The problem: Only lines with the string "white" matter here; gather them from the material below.

Records provided:
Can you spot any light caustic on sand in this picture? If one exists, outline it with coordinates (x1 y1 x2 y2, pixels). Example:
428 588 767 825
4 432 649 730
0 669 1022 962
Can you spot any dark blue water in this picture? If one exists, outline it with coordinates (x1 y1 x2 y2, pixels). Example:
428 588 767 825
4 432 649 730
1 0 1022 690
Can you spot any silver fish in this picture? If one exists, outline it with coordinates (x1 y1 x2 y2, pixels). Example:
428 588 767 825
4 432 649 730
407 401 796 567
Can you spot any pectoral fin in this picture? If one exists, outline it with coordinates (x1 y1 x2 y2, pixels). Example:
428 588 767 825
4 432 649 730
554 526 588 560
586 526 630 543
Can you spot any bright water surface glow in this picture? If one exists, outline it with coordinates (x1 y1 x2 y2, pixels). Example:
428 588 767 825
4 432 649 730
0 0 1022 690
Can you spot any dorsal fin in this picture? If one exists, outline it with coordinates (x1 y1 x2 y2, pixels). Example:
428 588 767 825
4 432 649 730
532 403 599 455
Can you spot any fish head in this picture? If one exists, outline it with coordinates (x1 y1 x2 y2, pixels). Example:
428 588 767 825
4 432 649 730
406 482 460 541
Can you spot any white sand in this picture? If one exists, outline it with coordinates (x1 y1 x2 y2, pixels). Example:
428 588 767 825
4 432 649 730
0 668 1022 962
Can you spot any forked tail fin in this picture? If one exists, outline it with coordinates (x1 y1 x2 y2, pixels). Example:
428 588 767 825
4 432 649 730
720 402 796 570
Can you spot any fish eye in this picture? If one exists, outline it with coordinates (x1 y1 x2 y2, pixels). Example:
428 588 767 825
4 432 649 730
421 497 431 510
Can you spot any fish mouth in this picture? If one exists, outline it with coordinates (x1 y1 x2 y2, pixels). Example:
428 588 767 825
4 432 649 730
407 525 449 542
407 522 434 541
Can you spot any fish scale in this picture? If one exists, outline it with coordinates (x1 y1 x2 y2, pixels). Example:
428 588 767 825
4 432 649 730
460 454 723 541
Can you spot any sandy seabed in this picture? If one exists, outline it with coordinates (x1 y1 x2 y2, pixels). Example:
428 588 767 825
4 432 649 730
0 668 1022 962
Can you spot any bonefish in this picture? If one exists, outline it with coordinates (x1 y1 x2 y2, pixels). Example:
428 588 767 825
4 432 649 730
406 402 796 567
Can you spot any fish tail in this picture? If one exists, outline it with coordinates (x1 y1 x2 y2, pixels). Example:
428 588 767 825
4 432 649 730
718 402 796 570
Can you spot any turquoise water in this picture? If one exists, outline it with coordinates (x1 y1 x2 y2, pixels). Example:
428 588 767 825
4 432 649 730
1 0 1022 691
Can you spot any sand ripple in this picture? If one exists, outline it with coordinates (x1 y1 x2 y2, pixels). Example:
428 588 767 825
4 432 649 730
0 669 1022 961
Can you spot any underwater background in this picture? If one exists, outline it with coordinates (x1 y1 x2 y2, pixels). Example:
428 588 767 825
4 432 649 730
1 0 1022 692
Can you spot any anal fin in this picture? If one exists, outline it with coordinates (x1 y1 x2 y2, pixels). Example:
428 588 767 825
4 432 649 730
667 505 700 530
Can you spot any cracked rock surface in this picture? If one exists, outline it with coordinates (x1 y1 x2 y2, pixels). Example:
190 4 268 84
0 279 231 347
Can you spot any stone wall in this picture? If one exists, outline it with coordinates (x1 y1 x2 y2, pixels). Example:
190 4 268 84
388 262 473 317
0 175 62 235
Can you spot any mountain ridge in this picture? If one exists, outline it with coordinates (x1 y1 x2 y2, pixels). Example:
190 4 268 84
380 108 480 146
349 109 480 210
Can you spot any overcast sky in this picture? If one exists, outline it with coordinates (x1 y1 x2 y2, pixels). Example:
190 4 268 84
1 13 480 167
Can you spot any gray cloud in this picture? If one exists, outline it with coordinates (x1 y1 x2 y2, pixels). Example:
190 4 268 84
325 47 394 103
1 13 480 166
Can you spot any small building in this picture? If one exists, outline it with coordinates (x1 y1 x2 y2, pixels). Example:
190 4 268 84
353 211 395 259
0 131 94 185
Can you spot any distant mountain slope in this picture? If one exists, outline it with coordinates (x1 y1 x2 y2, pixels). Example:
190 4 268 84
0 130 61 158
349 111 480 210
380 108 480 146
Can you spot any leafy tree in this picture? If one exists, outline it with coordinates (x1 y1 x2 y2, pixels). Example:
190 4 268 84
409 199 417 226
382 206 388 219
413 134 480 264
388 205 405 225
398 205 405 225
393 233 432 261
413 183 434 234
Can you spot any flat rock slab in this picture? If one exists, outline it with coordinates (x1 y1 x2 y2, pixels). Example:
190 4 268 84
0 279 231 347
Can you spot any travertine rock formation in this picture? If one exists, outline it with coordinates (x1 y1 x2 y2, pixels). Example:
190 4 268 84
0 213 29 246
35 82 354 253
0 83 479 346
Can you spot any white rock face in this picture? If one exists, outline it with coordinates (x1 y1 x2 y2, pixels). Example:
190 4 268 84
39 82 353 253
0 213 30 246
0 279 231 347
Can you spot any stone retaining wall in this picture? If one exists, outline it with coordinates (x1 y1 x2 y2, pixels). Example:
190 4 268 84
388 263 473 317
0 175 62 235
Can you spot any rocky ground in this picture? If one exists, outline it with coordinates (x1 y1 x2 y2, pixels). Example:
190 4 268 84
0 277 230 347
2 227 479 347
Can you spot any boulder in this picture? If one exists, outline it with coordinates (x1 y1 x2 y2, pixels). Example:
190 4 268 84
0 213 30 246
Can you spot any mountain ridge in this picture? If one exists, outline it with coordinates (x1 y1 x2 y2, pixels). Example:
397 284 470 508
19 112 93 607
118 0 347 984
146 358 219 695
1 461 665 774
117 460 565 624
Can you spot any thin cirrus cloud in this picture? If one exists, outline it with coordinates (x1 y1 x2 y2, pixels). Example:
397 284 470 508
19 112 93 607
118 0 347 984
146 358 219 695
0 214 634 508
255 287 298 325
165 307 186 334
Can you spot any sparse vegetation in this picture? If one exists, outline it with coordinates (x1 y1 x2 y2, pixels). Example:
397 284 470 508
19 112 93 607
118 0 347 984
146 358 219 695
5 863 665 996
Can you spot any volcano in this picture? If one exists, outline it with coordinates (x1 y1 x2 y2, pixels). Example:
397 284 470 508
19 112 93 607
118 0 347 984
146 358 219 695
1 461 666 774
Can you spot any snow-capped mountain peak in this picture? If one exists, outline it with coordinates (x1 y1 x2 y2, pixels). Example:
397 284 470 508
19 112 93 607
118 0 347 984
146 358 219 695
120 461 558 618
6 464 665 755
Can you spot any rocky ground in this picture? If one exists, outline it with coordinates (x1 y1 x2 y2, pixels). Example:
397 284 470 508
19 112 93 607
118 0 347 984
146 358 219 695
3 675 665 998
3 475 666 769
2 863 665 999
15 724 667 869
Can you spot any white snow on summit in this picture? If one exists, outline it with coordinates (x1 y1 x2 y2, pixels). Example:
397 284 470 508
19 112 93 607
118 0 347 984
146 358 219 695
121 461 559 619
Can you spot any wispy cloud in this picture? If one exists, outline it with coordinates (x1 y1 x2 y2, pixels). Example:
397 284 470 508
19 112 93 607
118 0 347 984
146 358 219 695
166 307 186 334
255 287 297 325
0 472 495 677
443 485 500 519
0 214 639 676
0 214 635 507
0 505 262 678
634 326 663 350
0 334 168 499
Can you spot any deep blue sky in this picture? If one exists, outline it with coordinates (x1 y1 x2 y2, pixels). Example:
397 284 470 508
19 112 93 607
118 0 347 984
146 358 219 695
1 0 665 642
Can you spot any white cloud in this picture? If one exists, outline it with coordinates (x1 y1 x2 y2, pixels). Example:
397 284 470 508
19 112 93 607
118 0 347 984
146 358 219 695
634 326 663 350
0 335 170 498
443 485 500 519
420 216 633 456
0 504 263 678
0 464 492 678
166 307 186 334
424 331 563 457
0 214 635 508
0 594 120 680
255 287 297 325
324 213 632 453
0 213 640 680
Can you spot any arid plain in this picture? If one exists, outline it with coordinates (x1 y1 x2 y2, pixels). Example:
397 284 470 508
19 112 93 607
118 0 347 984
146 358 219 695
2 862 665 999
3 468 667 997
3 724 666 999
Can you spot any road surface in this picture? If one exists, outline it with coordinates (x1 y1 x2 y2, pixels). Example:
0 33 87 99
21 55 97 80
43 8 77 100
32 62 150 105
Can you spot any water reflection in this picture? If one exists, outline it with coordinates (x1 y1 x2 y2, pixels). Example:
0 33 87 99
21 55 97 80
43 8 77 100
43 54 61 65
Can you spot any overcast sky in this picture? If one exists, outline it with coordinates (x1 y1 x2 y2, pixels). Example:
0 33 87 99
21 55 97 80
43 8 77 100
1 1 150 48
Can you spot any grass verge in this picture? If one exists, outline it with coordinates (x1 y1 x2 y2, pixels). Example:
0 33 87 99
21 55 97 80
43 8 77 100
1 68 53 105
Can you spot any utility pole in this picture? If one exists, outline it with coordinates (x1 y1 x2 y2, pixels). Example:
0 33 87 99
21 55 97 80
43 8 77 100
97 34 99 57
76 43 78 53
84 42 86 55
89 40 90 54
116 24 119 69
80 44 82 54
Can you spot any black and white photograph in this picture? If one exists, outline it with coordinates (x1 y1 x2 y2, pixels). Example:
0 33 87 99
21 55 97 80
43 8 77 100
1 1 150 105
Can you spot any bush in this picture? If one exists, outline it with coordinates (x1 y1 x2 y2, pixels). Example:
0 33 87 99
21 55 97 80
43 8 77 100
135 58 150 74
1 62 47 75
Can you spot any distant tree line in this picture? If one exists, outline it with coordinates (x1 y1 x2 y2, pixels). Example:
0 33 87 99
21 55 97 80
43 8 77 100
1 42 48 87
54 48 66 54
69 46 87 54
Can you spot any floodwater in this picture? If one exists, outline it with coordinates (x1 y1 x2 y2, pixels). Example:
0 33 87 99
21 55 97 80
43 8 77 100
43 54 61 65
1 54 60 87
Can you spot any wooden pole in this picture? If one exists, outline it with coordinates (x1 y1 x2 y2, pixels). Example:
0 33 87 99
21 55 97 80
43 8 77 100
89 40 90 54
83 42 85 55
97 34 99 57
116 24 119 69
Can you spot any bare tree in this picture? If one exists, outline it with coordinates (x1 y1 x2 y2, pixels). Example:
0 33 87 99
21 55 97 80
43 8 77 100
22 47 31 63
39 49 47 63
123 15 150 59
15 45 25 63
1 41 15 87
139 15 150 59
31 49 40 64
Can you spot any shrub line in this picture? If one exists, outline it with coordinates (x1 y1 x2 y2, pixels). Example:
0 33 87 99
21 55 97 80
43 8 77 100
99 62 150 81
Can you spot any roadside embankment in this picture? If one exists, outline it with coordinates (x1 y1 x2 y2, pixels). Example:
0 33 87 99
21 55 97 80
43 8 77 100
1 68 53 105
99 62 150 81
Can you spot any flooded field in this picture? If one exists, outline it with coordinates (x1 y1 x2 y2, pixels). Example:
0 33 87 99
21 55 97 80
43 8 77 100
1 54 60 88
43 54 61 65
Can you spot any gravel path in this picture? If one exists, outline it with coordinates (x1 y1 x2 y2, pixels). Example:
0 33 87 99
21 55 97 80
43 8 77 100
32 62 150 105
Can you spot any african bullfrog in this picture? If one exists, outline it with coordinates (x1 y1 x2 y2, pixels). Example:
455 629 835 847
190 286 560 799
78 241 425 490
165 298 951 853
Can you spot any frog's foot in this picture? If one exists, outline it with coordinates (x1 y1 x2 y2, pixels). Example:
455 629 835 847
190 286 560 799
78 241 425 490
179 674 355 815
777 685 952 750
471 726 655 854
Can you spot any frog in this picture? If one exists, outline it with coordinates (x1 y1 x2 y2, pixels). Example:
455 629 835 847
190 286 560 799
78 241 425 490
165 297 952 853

Answer space:
Can you spot any white sand in this picture? If one exists, outline it with coordinates (x1 y1 x2 y2, pixels). Example:
Can you spot any white rock face in this picture? If one exists, outline it with coordinates (x1 y1 x2 y2, pixels). Example:
Can you spot any white snow on summit in this picture? If one exists, outline it with coordinates (x1 y1 x2 y2, pixels). Example:
Can you spot any white cloud in this picture? If one exists, outline it with coordinates (x1 y1 x2 y2, pixels). Example:
Can you spot any black and white photograph in this picture? If one exists, outline it with coordinates (x1 y1 x2 y2, pixels). Example:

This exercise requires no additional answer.